Extracted data entries:

--- start ---

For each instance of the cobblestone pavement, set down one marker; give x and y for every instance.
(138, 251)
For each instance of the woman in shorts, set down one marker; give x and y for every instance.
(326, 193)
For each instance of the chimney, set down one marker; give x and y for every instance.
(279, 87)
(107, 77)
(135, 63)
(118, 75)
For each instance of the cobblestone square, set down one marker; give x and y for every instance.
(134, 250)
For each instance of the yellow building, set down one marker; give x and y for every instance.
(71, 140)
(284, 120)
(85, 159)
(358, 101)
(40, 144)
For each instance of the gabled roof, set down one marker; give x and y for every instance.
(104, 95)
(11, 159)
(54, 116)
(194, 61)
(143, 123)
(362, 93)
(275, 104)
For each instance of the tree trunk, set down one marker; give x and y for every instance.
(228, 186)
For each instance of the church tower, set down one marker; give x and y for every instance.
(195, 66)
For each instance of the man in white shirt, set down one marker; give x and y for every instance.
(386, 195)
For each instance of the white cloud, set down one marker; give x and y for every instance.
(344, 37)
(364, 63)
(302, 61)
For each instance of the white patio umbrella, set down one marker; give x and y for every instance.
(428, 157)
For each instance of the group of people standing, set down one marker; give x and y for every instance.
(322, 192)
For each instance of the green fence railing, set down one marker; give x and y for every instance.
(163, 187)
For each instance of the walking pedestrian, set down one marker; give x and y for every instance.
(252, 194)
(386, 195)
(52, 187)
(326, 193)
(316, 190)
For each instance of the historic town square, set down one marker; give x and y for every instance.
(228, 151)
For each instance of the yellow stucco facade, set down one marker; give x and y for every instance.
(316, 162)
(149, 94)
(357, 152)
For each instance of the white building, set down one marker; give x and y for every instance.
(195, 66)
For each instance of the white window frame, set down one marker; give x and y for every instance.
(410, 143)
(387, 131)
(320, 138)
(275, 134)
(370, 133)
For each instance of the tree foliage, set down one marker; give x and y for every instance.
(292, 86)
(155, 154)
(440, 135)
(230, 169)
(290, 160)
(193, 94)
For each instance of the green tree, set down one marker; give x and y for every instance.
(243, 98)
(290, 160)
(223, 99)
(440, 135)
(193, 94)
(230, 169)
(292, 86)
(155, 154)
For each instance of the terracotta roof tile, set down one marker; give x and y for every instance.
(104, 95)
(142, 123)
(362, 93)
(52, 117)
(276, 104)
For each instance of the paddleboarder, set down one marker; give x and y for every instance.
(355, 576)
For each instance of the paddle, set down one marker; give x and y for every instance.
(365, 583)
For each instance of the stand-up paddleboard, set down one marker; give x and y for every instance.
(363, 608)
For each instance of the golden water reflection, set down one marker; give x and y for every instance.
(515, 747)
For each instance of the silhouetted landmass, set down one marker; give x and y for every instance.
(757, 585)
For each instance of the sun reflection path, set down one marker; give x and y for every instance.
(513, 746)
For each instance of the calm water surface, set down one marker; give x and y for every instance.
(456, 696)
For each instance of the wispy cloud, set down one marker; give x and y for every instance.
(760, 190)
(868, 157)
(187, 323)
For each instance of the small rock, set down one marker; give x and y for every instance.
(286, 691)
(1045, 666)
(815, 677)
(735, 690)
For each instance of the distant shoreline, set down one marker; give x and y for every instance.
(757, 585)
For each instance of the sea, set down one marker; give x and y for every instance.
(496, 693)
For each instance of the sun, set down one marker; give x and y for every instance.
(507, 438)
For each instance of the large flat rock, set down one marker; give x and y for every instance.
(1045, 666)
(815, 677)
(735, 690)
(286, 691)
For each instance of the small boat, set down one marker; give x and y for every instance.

--- end ---

[Problem statement]:
Reproduce all of the lines above without any changes.

[Full answer]:
For each instance of the cobblestone pavement, set down one marker; give x and y for every instance.
(138, 251)
For each instance of the woman in shorts, set down one marker; give x and y for every instance.
(326, 193)
For each instance of the chimney, set down one marker; give x and y for every instance.
(279, 87)
(107, 77)
(135, 63)
(118, 75)
For each instance of the cobblestone square, set down one marker; give x and y for every instance.
(134, 250)
For each instance of the yellow building, set down one marker; give x and y for every instance.
(71, 140)
(284, 120)
(85, 159)
(358, 101)
(40, 144)
For each instance of the gabled roof, set down one marker; give x and y for every instance.
(104, 95)
(11, 159)
(54, 116)
(194, 61)
(143, 123)
(362, 93)
(275, 104)
For each instance of the tree trunk, set down one marker; give x and y for every instance.
(228, 186)
For each instance of the church tower, set down one marker; give x and y for every instance.
(195, 66)
For each instance of the man in white shirt, set down one marker; give x and y for every instance.
(386, 195)
For each instance of the white cloud, set down one marker; give x and y for every instance.
(344, 37)
(364, 63)
(302, 61)
For each instance of the white patio umbrella, set down one marker; give x and y for every instance.
(428, 157)
For each instance of the group of people standing, set down one marker; give x and y for every instance.
(322, 192)
For each instance of the green fence railing, set down one marker; give x and y for every instance.
(163, 187)
For each instance of the walking pedestrian, set down one marker; give x and y for every instance.
(252, 194)
(386, 195)
(52, 187)
(326, 193)
(316, 190)
For each instance of the historic town square, set down one marker; give x and y for every instance.
(228, 151)
For each instance of the yellow stucco facade, set down one marker; give x and y for every instance.
(316, 162)
(149, 94)
(357, 152)
For each instance of the white building, set down one marker; give x and y for every instance.
(195, 66)
For each instance of the white window frame, set down one marker; give x and y for every instance.
(410, 143)
(387, 131)
(320, 138)
(275, 134)
(370, 133)
For each instance of the tree foliage, set down one marker; give x and y for every instance.
(292, 86)
(155, 154)
(440, 135)
(230, 169)
(290, 160)
(193, 94)
For each instance of the green tree, set down one marker; give x and y for every instance.
(243, 98)
(290, 160)
(223, 99)
(440, 135)
(193, 94)
(230, 169)
(292, 86)
(155, 154)
For each instance of the terracotta roof tile, set down one marker; give x and y for every instance.
(104, 95)
(142, 123)
(362, 93)
(52, 117)
(276, 104)
For each instance of the paddleboarder, set down one marker; give x and y for every instance.
(355, 576)
For each instance of the paddle, set down one marker; give x and y for every instance.
(365, 583)
For each instance of the stand-up paddleboard, set down one marker; give x and y for every instance.
(363, 608)
For each instance of the golden water reflection, set down one marker; give x and y for every instance.
(515, 747)
For each instance of the silhouetted landmass, set down one marker; give x and y for every instance.
(757, 585)
For each instance of the sun reflection path, set down one marker; give x and y for every instance.
(513, 746)
For each instance of the calm water surface, set down one marker; give x and y for every instance.
(456, 696)
For each instance of the wispy cloud, set down one marker; give x and y for every instance.
(760, 190)
(868, 157)
(187, 323)
For each instance of the small rock, set down one marker; give x and y for every instance.
(286, 691)
(1045, 666)
(815, 677)
(735, 690)
For each instance of the distant shoreline, set down one marker; give x and y for every instance.
(757, 585)
For each instance of the sea, set down one marker; give x and y for every instance.
(496, 693)
For each instance of the sun, set down one marker; give x and y for every instance.
(507, 438)
For each instance of the large flat rock, set down one marker; give x and y for every instance.
(1045, 666)
(815, 677)
(735, 690)
(286, 691)
For each instance of the small boat, set down one marker; give x and y for every instance.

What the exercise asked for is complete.